▶ _TASK TO COMPLETE_: Find the lines below in which the string "catamaran" occurs. Copy each one.

▶ _SOURCE DATA_:
==================================================
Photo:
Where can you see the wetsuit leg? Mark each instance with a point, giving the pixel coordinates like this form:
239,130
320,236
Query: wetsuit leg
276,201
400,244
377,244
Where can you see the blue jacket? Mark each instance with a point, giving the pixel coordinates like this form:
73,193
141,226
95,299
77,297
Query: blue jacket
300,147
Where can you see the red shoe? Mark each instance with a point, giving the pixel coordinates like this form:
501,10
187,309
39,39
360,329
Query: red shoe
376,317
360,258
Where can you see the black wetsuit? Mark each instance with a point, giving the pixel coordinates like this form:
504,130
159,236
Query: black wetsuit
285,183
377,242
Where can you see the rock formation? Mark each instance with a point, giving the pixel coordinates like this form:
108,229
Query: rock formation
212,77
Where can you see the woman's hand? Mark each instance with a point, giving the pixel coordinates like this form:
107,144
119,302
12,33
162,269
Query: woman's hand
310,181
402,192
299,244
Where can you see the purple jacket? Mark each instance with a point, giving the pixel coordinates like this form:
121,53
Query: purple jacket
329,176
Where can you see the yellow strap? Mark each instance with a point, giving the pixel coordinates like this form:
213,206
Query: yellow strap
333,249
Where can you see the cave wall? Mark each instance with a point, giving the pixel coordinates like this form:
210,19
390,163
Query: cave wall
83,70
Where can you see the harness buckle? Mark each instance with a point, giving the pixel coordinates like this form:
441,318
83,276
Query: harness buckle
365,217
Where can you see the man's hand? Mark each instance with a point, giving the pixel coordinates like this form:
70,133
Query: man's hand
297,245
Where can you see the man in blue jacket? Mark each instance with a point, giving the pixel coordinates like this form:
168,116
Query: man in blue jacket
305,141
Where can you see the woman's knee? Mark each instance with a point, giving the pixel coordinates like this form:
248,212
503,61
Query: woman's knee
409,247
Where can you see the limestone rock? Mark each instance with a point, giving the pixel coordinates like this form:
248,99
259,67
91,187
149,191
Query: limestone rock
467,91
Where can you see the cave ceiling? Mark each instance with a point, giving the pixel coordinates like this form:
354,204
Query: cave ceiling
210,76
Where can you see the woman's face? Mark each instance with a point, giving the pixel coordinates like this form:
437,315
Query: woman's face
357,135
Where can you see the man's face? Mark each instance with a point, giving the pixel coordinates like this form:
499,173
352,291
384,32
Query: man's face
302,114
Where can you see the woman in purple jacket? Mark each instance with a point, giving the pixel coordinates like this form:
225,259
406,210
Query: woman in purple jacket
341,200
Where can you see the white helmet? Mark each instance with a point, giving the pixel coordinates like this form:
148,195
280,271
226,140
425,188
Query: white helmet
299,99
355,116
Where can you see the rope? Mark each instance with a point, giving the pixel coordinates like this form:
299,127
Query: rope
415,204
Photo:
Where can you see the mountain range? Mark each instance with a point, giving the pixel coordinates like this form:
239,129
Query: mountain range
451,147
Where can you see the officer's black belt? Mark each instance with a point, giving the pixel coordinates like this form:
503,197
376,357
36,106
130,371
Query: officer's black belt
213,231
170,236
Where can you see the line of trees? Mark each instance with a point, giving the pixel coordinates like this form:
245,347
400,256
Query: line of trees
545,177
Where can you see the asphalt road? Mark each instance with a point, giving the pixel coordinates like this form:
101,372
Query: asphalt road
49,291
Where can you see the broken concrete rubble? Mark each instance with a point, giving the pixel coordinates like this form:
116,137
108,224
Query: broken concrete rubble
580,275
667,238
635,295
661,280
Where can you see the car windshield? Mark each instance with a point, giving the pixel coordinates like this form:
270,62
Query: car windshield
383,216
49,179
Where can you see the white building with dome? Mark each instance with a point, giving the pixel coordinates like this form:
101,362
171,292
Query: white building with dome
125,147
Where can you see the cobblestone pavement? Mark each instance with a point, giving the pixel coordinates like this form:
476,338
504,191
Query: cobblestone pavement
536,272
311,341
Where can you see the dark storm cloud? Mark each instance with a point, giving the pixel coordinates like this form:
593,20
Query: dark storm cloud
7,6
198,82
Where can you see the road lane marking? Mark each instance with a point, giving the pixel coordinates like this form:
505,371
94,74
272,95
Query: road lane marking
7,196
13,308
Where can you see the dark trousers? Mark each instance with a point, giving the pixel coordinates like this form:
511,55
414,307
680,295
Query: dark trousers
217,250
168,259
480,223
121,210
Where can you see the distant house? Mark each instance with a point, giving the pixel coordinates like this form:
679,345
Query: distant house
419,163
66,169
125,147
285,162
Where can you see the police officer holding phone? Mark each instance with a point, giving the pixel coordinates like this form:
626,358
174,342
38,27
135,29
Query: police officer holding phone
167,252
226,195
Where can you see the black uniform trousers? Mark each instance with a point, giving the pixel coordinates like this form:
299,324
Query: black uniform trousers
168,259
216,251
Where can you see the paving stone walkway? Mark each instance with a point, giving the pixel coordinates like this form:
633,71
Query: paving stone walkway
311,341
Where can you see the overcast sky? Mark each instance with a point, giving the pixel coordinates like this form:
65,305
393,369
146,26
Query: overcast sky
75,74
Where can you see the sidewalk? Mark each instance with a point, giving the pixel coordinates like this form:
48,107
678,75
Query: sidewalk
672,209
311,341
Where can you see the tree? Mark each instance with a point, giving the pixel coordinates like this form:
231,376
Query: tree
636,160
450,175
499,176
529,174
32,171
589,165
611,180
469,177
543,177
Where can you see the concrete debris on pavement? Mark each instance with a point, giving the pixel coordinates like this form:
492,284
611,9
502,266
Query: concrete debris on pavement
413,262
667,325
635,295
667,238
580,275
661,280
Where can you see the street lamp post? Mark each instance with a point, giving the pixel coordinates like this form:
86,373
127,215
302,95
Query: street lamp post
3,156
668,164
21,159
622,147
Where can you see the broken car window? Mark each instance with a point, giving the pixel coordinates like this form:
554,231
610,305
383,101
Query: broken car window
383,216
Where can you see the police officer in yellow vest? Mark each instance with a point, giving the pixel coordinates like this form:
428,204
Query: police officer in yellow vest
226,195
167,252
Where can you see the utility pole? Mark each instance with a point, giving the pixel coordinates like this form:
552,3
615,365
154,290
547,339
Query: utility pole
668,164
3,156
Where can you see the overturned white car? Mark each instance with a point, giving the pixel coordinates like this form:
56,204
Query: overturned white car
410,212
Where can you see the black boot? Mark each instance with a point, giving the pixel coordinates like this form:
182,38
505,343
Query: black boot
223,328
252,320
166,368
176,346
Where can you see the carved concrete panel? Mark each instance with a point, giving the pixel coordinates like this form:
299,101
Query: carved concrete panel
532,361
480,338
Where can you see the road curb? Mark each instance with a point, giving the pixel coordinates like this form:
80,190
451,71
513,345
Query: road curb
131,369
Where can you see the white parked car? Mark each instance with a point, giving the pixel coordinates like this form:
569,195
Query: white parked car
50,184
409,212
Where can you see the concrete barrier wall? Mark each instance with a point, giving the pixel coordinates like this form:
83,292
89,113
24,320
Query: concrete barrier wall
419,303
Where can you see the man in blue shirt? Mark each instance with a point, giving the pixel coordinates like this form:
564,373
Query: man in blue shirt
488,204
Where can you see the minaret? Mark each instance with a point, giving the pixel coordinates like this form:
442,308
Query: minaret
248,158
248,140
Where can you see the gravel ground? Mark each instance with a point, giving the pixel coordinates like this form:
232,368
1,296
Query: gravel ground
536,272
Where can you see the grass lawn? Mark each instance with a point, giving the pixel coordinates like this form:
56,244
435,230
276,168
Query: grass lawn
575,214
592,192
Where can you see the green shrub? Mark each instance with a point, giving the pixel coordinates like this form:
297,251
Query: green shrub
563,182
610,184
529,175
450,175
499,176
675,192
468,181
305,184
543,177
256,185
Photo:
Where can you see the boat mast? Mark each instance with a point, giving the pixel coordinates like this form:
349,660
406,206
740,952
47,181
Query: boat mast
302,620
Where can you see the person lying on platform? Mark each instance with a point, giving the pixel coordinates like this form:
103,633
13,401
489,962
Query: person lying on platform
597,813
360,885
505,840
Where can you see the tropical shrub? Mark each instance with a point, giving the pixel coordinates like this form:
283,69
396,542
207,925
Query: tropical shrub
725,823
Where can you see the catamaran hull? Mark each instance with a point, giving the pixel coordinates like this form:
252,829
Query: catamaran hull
==================================================
▶ _SOLUTION_:
Where can you see the catamaran hull? Mark each instance with a point, giving the pixel coordinates like this form:
Query: catamaran hull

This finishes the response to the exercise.